**Task to complete**
Rewrite all the lines below, replacing each occurrence of "thickest part" with "widest part" and leaving everything else unchanged.

**Point annotation dataset records**
========================================================================

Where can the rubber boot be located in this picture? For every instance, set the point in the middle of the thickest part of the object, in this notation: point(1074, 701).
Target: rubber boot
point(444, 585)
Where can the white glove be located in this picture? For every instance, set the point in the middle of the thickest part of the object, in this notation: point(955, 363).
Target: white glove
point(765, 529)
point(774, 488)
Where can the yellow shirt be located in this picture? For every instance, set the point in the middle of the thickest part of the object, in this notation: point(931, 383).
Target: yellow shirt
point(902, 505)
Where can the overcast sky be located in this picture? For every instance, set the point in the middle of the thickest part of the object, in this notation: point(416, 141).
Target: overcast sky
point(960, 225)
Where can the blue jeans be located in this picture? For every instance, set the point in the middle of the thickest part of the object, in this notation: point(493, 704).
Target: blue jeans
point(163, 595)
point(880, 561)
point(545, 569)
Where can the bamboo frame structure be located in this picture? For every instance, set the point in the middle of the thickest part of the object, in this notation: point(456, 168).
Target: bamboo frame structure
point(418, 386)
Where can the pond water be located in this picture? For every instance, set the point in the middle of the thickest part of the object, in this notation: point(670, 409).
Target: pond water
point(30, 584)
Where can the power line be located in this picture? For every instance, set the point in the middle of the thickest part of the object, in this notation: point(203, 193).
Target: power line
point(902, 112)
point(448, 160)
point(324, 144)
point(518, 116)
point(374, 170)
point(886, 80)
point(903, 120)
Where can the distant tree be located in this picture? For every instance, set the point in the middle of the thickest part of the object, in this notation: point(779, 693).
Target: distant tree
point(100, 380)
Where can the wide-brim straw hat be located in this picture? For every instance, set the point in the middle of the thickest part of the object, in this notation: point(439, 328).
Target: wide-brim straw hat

========================================================================

**Output**
Where can the rubber boot be located in this picture? For every instance, set the point in the middle of the widest part of the object, in this notation: point(1074, 701).
Target: rubber boot
point(444, 585)
Where can the white glove be located in this picture? For every instance, set the point in the middle of the widest part of the object, in this notation: point(955, 363).
Target: white glove
point(765, 529)
point(774, 488)
Where can the yellow shirt be located in this picture? For every instance, set the point in the middle of the widest part of the object, in this notation: point(931, 383).
Target: yellow shirt
point(902, 505)
Where can the overcast sky be located in this picture? For every instance, set the point in the middle of the widest part of the object, in this notation: point(416, 141).
Target: overcast sky
point(960, 225)
Where can the blue jeans be located in this picture? For every instance, set the point in the middle of the widest part of the object, in this notation: point(493, 704).
Target: blue jeans
point(163, 595)
point(880, 561)
point(545, 569)
Where can the bamboo frame structure be located in this picture? For every instance, set the point in the middle of the widest part of the object, in this notation: point(456, 168).
Target: bamboo frame structure
point(418, 386)
Where can the pond water be located in this picture? For every instance, set the point in the middle of the widest part of the object, in this notation: point(670, 409).
Target: pond water
point(30, 584)
Where can the power line be located in this picture? For every instance, set the point in the middle of the widest part of the object, in this notation: point(203, 193).
Target: power line
point(902, 112)
point(448, 160)
point(324, 144)
point(518, 116)
point(374, 170)
point(886, 80)
point(903, 120)
Where can the distant tree be located in this picture? For every instance, set the point in the middle of the widest part of the object, in this notation: point(779, 693).
Target: distant tree
point(100, 380)
Where can the wide-brim straw hat be located in this picture? For every instance, set the point in the middle of the widest part of the object, in this notation: point(439, 328).
Target: wide-brim straw hat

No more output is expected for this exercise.